* WHAT YOU WILL DO
Only the opening lines of the listing, through the one with "# test: locate() returns one point per instance of the bay", are to be retyped, each exactly as it stands.

* EXERCISE DATA
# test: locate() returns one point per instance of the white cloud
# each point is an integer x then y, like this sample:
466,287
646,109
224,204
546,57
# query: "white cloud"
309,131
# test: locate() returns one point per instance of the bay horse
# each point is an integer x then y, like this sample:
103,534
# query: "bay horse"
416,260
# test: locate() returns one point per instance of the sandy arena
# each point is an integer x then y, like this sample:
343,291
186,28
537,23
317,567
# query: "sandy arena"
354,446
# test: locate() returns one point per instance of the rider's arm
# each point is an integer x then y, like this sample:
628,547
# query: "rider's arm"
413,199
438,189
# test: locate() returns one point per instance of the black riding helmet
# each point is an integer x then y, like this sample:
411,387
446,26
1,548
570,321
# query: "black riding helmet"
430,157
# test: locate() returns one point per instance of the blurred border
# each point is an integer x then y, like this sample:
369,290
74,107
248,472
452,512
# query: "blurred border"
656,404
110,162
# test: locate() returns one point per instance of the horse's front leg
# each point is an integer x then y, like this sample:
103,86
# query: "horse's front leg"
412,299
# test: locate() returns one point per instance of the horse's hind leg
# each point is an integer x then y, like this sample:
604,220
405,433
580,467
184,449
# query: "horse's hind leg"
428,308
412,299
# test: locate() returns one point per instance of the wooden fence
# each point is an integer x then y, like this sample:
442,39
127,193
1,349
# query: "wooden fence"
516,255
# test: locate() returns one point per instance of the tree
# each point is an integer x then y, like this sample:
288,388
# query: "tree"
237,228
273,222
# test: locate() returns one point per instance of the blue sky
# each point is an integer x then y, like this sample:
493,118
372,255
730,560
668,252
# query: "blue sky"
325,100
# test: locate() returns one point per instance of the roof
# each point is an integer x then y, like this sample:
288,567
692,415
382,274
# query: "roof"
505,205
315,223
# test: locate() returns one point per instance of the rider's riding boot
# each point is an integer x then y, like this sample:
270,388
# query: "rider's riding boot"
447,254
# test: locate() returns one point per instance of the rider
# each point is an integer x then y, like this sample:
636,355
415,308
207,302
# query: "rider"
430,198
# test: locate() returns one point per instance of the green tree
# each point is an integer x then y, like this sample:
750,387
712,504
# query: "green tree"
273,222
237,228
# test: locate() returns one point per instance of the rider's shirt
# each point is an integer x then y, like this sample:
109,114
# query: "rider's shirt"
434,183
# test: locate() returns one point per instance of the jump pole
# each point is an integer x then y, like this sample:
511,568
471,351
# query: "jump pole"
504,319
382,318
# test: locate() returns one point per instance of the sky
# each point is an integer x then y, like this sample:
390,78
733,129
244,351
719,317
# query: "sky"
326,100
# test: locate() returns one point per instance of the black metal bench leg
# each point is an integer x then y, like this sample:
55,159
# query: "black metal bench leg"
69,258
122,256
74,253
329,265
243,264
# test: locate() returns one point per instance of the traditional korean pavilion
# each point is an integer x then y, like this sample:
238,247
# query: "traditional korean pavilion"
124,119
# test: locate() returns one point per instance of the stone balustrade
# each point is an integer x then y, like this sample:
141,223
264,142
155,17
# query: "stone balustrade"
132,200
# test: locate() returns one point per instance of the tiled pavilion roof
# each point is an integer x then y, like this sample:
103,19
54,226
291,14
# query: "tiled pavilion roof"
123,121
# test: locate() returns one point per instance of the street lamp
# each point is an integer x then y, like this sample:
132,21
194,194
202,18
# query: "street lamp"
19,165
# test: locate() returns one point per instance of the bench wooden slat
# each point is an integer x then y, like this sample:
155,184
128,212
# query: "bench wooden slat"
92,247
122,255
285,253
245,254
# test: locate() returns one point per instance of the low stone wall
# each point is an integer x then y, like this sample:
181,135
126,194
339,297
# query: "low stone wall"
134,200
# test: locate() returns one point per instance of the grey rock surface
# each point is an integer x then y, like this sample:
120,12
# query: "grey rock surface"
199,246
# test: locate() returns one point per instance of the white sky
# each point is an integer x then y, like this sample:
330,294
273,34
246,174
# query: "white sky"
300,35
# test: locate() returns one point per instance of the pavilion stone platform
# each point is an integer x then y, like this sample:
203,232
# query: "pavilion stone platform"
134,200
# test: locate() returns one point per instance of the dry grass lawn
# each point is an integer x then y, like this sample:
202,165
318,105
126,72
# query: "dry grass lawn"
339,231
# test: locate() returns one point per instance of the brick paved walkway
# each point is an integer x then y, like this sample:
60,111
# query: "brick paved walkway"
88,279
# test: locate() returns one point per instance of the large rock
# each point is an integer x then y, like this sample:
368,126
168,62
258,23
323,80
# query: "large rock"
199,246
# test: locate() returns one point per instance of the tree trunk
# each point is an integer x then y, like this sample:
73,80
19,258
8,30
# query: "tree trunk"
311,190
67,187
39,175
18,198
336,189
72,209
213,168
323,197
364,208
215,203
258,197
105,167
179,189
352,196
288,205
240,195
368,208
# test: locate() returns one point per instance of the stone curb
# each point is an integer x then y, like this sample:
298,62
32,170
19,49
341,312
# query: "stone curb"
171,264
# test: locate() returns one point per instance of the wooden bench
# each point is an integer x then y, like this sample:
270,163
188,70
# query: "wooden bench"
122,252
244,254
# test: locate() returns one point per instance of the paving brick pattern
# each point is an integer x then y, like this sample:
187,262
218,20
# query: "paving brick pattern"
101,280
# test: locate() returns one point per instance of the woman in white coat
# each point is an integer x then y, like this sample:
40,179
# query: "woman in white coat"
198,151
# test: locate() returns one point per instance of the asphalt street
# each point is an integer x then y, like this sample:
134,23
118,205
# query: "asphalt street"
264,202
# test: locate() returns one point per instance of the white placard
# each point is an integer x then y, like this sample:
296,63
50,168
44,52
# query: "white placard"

* RESPONSE
# test: locate() returns one point per instance of the white cloud
# each point is an integer x then y, like this sample:
466,287
646,109
224,204
546,57
# query: "white cloud"
309,131
# test: locate() returns one point per instance of the bay horse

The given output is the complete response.